Available data:
+ + + + + + +

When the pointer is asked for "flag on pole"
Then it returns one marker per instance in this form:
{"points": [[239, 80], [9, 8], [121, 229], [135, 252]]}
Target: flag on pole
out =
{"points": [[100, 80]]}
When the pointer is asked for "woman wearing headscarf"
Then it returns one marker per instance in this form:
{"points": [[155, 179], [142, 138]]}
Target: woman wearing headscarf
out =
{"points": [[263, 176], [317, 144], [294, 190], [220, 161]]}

+ + + + + + +

Would you restate the entries word for word, omitting none?

When the pointer is asked for "flag on pole"
Then it returns one marker per instance in this form:
{"points": [[239, 80], [9, 8], [121, 229], [135, 252]]}
Target: flag on pole
out =
{"points": [[100, 80]]}
When the pointer is asked for "woman wearing headscarf"
Then it returns one marker per instance in this form:
{"points": [[155, 179], [142, 138]]}
Target: woman wearing headscarf
out =
{"points": [[263, 176], [317, 144], [294, 190], [220, 161]]}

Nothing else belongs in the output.